• **Provided text**:
#####

The BioEnergy Science Center, led by Oak Ridge National Laboratory, is one of three three DOE bioenergy research centers that are accelerating progress toward a viable biofuels market based on lignocellulosic feedstocks such as poplar trees.

The BioEnergy Science Center (BESC), led by Oak Ridge National Laboratory (ORNL), is one of three bioenergy research centers established by the Energy Department in 2007 to conduct basic and use-inspired scientific research to accelerate progress toward a viable biofuels market based on lignocellulosic feedstocks as the fuel source. The Department of Energy today pledged continued support to the three centers, following positive evaluations of the centers' performance by outside peer review teams. The DOE announcement is available here: http://science.energy.gov/news/in-the-news/2013/04-04-13/.

"BESC has embraced the challenge of pulling together a team of more than 300 researchers distributed across 18 academic and commercial partners," said BESC director Paul Gilna. "We see the acknowledgement of our strong science performance as a recognition of our success in operating BESC as a high-functioning collaborative team, where the whole is truly greater than the sum of its parts."

#####

• **Provided material**:
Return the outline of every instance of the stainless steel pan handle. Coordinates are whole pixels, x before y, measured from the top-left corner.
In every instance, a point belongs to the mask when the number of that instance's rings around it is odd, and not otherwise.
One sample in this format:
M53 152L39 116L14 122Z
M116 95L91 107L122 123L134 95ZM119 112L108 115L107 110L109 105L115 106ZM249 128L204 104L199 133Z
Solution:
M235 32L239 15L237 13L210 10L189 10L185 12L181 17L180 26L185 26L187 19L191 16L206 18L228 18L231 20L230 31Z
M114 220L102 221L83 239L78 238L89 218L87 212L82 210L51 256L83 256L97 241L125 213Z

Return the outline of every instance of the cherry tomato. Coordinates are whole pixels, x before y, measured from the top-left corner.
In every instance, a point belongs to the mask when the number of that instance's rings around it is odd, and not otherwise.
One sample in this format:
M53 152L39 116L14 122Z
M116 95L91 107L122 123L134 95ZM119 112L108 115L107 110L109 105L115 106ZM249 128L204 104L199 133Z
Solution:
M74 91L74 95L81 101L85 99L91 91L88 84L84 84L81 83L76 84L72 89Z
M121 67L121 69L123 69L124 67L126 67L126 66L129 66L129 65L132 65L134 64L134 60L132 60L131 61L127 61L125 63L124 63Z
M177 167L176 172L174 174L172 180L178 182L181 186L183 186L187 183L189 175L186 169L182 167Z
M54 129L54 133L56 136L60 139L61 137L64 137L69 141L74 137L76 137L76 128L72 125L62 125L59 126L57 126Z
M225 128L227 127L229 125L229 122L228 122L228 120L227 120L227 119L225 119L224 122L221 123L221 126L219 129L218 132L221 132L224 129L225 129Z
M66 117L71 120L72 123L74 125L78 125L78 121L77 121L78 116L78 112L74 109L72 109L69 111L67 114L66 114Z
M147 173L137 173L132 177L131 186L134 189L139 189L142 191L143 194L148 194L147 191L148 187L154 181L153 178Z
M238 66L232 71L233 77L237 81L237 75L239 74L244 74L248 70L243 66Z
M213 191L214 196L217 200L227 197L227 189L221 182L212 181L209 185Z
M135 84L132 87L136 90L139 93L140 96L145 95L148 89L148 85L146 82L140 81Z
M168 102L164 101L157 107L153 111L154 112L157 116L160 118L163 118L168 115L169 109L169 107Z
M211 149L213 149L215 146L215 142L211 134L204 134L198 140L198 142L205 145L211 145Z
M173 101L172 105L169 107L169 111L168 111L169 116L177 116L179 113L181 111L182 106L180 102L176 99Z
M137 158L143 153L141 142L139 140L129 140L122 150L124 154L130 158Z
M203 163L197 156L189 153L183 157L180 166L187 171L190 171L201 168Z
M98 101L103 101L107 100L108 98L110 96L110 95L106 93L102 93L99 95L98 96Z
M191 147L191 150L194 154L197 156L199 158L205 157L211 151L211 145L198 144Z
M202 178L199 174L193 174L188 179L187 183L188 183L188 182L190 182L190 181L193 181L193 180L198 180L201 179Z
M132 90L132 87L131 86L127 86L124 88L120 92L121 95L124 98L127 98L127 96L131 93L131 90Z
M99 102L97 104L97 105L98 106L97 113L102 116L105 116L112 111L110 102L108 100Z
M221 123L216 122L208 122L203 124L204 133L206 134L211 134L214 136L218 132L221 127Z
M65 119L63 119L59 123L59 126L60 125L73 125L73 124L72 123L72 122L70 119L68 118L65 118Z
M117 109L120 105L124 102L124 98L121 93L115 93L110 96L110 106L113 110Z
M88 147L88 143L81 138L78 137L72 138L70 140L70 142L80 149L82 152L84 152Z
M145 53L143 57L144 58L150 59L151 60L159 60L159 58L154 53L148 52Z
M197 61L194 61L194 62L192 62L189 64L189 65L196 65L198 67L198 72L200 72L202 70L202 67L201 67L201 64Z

#####

• **Problem set**:
a. List every organization named in the BESC text, giving each one once.
b. Please translate this sentence from the BESC text into Spanish: "The Department of Energy today pledged continued support to the three centers, following positive evaluations of the centers' performance by outside peer review teams."
c. According to the BESC text, across how many academic and commercial partners are BESC's researchers distributed?

• **Responses by task**:
a.
BioEnergy Science Center (BESC)
Oak Ridge National Laboratory (ORNL)
Department of Energy (DOE, Energy Department)

b. El Departamento de Energía se comprometió hoy a seguir apoyando a los tres centros, tras las evaluaciones positivas del desempeño de los centros realizadas por equipos externos de revisión por pares.

c. 18